INFORMATION GIVEN:
## Begin
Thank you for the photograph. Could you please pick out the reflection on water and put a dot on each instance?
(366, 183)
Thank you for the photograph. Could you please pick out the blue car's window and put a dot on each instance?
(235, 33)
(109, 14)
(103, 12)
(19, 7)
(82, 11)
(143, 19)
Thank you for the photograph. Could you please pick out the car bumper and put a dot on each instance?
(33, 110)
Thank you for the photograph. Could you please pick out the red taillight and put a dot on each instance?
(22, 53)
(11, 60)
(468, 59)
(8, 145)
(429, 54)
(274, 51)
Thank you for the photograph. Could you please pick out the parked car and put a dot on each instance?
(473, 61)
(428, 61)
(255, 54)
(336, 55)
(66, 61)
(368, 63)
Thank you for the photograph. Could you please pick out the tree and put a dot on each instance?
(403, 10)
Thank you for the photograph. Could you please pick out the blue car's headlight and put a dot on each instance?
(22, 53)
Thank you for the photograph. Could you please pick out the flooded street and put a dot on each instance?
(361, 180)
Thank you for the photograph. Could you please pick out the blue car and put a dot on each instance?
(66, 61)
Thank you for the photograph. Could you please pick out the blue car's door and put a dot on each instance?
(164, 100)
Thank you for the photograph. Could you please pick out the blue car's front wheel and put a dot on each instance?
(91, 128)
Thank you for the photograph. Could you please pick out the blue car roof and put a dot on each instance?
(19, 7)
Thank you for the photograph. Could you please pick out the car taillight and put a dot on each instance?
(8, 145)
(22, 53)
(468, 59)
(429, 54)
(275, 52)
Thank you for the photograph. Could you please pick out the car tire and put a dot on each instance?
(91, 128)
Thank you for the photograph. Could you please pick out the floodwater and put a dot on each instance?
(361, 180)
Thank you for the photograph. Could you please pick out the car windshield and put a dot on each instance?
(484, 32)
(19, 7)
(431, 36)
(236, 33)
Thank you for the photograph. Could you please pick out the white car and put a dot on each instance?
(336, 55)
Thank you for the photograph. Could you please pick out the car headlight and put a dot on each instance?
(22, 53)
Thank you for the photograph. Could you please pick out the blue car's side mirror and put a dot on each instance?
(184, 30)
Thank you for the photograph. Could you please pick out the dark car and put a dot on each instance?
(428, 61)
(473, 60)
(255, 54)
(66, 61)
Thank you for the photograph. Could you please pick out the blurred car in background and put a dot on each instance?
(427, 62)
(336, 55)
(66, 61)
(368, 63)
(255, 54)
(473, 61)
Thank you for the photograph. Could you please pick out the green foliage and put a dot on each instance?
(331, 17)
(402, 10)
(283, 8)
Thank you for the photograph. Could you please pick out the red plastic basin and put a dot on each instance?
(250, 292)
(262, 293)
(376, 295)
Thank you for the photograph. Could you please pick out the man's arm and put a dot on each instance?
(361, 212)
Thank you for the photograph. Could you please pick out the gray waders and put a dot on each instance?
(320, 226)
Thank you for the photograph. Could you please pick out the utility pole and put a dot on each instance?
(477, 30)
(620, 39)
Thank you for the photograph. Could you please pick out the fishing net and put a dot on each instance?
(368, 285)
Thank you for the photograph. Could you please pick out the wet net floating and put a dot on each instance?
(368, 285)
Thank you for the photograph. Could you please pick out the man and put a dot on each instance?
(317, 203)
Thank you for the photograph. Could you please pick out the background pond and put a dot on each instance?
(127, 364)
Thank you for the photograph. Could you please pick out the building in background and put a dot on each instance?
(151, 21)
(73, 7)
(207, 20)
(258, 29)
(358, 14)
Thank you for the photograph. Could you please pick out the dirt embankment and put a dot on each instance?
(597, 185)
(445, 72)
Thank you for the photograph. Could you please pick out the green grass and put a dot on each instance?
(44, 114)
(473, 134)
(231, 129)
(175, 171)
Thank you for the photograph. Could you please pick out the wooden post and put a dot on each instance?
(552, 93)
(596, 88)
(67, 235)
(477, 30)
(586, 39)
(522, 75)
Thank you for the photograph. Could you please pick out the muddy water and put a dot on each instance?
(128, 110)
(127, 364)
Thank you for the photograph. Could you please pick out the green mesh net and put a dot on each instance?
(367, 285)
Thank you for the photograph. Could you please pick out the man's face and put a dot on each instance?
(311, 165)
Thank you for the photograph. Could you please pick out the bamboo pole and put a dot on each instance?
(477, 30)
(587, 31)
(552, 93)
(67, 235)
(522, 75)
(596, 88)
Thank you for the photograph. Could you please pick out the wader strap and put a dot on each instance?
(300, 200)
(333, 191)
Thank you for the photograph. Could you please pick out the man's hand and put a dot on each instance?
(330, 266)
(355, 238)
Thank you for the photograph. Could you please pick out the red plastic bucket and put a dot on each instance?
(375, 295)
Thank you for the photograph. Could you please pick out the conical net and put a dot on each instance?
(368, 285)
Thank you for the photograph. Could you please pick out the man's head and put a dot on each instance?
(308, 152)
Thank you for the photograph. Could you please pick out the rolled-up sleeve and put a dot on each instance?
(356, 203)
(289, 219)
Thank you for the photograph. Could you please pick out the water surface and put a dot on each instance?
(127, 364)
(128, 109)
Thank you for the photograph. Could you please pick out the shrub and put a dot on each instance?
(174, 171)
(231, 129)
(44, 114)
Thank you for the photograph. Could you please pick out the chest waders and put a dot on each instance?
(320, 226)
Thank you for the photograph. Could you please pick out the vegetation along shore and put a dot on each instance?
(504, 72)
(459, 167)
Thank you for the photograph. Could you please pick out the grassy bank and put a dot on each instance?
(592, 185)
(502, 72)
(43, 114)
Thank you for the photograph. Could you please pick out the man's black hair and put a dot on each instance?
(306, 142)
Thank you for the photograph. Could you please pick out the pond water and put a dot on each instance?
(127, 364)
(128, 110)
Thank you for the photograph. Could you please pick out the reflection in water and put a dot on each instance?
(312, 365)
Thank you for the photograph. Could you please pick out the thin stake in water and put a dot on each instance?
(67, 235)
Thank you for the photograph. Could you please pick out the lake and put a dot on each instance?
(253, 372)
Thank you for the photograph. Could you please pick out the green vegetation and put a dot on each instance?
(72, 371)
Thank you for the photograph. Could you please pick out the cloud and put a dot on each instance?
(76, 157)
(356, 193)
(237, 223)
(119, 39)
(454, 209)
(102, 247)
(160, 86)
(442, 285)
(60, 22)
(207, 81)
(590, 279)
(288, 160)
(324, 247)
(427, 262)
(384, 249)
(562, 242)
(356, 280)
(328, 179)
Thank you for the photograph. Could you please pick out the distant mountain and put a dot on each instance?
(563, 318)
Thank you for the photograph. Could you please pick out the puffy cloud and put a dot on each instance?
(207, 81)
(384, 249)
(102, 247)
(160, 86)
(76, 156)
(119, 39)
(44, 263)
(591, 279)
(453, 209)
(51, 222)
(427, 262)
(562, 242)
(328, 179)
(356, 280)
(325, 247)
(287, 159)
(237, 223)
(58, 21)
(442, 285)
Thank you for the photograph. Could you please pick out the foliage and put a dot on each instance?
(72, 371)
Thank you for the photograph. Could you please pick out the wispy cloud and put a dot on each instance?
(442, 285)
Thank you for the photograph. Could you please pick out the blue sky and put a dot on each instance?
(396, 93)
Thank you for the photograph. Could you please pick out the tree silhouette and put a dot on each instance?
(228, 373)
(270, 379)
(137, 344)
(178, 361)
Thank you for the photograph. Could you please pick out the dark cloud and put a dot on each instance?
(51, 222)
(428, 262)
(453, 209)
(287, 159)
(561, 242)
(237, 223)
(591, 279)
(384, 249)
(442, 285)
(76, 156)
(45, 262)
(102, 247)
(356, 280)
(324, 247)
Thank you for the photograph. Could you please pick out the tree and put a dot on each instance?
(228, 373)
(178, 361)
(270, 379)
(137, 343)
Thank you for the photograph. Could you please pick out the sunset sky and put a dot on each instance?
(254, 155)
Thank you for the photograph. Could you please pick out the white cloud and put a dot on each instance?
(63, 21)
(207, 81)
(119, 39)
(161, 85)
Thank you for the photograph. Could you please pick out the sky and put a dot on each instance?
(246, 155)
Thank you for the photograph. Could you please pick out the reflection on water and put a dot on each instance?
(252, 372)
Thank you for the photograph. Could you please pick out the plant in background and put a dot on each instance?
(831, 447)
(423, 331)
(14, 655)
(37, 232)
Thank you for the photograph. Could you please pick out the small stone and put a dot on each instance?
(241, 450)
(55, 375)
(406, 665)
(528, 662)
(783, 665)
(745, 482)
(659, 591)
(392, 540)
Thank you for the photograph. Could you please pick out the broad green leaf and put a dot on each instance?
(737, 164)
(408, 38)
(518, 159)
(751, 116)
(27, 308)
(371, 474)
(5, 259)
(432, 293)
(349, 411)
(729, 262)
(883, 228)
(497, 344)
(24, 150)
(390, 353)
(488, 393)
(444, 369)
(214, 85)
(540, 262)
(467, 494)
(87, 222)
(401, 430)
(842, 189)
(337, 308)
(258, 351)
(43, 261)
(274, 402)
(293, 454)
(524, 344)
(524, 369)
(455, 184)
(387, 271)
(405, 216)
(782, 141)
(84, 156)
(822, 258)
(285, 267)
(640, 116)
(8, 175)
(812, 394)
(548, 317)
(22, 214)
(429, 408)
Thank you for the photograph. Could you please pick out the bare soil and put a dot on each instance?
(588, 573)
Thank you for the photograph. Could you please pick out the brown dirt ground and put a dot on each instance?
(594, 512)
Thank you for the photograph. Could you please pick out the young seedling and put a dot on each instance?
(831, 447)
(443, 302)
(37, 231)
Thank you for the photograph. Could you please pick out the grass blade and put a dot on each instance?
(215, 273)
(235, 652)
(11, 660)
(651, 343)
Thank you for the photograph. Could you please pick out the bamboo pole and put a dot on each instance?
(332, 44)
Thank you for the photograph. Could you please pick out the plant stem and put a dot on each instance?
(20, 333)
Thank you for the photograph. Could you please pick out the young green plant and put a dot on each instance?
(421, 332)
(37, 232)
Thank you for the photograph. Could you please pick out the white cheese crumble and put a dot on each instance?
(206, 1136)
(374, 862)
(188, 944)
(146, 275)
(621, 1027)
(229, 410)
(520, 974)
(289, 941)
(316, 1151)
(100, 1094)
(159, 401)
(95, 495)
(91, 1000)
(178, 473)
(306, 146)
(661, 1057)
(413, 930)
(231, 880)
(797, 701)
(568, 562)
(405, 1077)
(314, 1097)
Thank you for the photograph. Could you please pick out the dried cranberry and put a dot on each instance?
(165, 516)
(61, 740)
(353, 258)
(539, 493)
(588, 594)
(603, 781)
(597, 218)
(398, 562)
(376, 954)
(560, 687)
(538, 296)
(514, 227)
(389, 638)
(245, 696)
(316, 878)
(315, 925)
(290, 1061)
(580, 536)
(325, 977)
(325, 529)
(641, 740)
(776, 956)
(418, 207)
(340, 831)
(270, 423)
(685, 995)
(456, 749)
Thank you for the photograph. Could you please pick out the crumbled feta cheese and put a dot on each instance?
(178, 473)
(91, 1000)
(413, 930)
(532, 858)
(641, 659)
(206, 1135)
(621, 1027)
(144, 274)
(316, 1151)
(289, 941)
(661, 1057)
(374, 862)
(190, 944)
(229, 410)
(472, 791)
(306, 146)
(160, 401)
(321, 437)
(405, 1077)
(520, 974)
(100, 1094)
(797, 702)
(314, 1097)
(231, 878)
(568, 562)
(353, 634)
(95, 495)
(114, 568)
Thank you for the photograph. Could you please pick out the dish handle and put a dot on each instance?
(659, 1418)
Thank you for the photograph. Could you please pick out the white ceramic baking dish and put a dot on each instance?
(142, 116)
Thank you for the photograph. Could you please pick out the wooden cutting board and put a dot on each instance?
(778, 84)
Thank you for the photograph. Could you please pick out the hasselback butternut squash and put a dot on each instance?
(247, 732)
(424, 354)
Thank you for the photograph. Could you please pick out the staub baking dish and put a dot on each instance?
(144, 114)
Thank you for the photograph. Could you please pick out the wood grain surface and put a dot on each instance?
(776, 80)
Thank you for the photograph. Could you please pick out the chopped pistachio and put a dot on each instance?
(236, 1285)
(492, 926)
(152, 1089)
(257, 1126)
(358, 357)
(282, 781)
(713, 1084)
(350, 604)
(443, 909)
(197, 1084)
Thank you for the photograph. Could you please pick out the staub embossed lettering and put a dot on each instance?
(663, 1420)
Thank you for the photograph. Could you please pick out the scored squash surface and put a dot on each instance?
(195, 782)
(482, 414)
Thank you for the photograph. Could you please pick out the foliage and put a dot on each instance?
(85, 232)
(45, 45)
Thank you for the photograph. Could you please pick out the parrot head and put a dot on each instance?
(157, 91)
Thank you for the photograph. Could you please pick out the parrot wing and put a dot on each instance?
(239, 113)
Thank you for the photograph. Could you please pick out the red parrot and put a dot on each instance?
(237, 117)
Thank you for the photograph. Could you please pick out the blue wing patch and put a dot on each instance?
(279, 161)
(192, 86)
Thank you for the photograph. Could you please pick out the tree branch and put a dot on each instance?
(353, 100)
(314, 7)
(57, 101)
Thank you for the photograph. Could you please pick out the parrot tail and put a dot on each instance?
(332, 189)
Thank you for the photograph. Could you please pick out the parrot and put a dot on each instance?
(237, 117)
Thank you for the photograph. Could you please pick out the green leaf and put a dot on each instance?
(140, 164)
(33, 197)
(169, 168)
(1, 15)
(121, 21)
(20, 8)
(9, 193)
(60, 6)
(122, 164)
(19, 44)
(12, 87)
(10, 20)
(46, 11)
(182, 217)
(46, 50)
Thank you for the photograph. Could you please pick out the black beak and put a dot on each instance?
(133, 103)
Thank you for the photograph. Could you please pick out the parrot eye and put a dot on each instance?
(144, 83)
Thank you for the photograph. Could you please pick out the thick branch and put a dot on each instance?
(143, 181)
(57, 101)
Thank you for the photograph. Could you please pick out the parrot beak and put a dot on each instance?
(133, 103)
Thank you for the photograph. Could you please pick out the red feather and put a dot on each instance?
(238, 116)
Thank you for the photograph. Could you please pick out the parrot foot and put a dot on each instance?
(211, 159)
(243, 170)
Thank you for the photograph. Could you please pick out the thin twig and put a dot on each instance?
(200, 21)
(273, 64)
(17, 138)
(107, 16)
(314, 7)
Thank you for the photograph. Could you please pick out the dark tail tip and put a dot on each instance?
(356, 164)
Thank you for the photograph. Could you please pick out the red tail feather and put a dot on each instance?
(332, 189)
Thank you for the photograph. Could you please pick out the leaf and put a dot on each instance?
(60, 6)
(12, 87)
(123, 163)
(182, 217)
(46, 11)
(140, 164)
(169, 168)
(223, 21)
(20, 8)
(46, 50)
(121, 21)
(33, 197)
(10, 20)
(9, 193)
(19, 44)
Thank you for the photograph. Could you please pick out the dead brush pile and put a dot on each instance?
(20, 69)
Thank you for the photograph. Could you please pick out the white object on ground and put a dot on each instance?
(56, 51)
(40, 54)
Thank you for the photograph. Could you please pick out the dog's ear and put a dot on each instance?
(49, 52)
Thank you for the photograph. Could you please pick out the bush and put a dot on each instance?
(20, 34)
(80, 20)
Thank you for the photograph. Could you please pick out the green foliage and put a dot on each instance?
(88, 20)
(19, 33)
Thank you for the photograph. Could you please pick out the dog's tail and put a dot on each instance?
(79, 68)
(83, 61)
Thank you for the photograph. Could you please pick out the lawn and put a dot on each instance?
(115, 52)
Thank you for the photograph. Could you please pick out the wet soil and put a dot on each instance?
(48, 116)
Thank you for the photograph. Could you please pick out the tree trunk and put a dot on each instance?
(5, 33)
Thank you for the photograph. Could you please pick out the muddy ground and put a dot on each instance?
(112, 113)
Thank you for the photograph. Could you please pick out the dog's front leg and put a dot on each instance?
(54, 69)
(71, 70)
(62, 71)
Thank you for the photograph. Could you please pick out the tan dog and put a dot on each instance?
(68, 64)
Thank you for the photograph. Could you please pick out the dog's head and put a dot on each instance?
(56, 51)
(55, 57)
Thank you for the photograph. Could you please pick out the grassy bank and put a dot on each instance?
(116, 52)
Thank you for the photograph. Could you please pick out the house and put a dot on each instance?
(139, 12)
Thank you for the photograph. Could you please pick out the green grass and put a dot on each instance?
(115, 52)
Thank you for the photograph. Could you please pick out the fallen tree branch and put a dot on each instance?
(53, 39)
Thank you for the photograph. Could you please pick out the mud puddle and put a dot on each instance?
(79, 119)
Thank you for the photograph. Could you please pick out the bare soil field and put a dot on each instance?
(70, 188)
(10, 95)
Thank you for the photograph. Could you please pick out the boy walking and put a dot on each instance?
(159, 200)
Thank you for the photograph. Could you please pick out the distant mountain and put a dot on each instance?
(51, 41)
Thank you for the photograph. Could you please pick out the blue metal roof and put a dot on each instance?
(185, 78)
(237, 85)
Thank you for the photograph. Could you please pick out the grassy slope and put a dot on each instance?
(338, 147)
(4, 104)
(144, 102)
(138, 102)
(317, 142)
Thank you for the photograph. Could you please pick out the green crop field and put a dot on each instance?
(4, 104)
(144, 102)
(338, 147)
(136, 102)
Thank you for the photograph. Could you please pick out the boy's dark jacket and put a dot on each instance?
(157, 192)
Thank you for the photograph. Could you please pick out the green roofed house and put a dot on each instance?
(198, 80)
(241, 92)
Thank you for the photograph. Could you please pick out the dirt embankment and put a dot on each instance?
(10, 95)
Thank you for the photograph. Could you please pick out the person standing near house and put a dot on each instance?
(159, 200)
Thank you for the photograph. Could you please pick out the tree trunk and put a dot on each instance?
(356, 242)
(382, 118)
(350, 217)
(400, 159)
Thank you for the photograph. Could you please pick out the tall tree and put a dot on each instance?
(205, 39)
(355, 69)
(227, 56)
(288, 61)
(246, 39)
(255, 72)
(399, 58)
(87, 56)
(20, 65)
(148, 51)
## End
EXERCISE DETAILS: Produce an exact copy of the lines from the one containing "jacket and put a dot on each instance?" through the last line, and of nothing else.

SOLUTION FOR THIS PROBLEM:
Thank you for the photograph. Could you please pick out the boy's dark jacket and put a dot on each instance?
(157, 192)
Thank you for the photograph. Could you please pick out the green roofed house and put a dot on each instance?
(198, 80)
(241, 92)
Thank you for the photograph. Could you please pick out the dirt embankment and put a dot on each instance?
(10, 95)
Thank you for the photograph. Could you please pick out the person standing near house and put a dot on each instance?
(159, 200)
Thank you for the photograph. Could you please pick out the tree trunk and put a dot on each instance?
(356, 242)
(382, 118)
(350, 217)
(400, 159)
Thank you for the photograph. Could you please pick out the tall tree and put a dot on each instance?
(205, 39)
(355, 69)
(227, 56)
(288, 61)
(246, 39)
(255, 72)
(399, 58)
(87, 56)
(20, 65)
(148, 51)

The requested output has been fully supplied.